Records from a data source:

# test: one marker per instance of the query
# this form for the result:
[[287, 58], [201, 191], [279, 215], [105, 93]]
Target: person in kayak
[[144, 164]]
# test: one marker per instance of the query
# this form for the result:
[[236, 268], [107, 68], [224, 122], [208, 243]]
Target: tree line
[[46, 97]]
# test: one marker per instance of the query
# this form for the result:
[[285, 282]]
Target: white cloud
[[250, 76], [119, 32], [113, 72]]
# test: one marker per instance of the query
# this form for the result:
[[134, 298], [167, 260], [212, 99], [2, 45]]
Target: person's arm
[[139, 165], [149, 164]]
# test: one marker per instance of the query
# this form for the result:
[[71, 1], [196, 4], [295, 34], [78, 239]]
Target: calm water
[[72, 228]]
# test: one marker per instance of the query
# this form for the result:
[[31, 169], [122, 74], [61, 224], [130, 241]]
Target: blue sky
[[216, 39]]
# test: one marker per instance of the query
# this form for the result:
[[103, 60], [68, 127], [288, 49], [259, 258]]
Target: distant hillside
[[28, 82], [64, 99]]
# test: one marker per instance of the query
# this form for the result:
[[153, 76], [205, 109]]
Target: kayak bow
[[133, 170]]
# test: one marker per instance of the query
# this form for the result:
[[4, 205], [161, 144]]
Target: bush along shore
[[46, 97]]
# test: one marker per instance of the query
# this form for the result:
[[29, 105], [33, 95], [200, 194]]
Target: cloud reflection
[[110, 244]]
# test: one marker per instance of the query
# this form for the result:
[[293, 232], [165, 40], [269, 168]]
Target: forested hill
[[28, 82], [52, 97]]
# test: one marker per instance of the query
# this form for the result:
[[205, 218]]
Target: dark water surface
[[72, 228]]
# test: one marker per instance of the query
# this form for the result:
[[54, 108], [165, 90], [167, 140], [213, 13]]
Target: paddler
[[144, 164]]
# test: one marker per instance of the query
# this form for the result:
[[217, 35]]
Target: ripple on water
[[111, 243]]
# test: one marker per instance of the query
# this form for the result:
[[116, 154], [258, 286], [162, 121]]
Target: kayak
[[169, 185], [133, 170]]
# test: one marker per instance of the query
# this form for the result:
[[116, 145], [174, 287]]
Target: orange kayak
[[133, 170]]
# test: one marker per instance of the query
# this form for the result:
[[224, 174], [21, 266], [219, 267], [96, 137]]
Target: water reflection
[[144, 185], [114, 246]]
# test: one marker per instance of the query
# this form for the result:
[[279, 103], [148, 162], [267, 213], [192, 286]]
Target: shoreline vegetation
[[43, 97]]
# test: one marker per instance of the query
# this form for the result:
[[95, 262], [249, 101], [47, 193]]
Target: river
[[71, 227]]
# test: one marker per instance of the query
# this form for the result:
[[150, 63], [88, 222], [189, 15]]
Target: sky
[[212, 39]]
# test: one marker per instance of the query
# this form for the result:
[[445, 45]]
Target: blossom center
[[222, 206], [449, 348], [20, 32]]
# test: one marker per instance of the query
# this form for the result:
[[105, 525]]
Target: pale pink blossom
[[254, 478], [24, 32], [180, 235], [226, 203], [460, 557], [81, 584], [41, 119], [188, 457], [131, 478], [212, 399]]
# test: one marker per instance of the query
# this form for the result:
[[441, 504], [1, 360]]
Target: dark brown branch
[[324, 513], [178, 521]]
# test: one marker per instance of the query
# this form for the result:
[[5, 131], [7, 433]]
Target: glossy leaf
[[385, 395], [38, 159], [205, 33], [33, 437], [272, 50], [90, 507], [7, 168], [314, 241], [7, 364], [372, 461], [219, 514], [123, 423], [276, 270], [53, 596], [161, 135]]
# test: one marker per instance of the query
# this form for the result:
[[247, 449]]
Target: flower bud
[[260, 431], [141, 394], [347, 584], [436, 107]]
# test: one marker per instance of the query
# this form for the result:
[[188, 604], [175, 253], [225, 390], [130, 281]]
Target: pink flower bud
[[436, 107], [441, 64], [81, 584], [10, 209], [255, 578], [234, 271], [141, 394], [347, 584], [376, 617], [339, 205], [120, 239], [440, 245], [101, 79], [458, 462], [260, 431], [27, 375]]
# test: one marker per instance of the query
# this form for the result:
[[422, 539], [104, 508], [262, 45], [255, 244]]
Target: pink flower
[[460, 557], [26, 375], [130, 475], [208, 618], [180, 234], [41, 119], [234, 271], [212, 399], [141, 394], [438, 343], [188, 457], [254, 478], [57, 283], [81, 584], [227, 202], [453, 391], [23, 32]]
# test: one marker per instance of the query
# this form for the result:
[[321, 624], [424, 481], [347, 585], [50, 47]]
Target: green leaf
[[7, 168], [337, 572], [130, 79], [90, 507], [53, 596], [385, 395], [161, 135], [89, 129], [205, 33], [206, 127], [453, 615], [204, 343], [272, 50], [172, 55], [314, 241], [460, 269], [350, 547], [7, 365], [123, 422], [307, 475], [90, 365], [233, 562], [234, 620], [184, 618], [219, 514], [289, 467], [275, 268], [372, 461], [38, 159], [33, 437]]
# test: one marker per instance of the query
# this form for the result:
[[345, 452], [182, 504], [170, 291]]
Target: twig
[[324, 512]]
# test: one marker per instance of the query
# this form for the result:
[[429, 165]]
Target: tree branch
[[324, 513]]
---
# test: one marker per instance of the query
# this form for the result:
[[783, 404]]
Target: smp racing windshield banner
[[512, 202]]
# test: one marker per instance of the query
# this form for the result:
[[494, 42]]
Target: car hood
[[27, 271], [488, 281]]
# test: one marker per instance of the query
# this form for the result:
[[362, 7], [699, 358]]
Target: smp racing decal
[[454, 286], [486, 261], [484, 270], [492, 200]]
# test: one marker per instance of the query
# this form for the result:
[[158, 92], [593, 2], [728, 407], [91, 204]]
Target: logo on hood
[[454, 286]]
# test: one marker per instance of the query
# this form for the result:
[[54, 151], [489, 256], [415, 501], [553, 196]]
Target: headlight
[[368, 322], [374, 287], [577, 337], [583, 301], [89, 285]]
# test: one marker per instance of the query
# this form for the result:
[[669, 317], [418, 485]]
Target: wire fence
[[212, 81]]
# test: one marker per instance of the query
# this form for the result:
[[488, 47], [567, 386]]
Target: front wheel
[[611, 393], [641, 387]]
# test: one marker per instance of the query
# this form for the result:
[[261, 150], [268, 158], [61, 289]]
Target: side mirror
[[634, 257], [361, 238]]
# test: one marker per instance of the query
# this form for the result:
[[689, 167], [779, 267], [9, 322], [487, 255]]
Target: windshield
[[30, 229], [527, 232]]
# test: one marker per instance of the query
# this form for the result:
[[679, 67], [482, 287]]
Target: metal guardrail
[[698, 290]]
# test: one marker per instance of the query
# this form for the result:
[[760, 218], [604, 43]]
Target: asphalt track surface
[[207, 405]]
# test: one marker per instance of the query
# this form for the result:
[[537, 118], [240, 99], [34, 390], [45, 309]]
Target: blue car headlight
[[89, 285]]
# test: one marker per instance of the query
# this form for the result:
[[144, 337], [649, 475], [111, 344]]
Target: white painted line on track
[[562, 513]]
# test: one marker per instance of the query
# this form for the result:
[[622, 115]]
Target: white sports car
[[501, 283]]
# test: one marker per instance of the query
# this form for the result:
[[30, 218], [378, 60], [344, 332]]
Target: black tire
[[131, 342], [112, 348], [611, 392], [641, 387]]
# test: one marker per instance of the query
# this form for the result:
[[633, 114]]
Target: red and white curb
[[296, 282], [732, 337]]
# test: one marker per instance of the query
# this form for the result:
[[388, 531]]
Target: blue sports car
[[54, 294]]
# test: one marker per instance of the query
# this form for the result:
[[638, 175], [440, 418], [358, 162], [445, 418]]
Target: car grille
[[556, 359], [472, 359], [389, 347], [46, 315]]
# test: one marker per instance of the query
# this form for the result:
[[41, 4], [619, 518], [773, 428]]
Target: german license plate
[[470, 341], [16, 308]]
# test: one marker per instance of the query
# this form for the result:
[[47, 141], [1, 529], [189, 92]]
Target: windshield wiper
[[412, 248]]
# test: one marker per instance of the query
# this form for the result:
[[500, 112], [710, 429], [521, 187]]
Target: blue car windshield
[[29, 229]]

> What you will do
Take the lines above from the one containing "Target: blossom center" to the one containing "[[5, 131], [7, 433]]" and retype them exactly, both ends included, with nothing added.

> Task response
Target: blossom center
[[222, 206], [449, 348], [20, 32]]
# test: one marker per instance of the query
# this form for the result:
[[105, 525]]
Target: pale pink blossom
[[254, 478], [24, 32], [180, 235], [226, 203], [460, 557], [81, 584], [41, 119], [188, 457], [131, 478], [212, 399]]
# test: one marker per instance of the query
# this form for the result:
[[441, 504], [1, 360]]
Target: dark brown branch
[[324, 513], [178, 521]]
# test: one marker per instance of the query
# this form for the result:
[[5, 131], [7, 433]]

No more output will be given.